▶ **Provided material**:
• • • • •
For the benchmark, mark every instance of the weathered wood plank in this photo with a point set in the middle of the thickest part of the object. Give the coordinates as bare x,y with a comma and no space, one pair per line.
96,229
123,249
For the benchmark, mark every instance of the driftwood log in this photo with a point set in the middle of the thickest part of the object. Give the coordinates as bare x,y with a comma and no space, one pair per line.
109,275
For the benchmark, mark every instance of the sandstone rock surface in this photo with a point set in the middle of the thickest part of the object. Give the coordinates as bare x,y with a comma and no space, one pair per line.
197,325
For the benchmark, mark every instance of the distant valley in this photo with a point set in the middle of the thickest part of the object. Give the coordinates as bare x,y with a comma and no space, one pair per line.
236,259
• • • • •
▶ **Written exercise**: Reproduce each of the four items above word for word, keeping their original order.

▶ **Reply to the task**:
For the benchmark, mark every instance of the weathered wood plank in this photo with a point set in the middle of the thickest part of the object. Give the coordinates as bare x,y with a comma and no space, one pair per line.
96,229
123,249
For the benchmark, mark every instance of the driftwood log in this photo with a point set in the middle of the thickest part of the object. Give the coordinates as bare x,y with a comma and no space, one pair per line.
109,275
For the benchmark, mark every instance of the sandstone rock surface in this photo with a point set in the middle of the thickest part of the object. Give the coordinates as bare x,y with a comma and no space, one pair per line.
197,325
For the benchmark, mark every instance of the distant valley in this photo with a point set in the middle of the thickest part of the object. Give the coordinates as bare x,y with a comma and no space, one pair per line.
236,259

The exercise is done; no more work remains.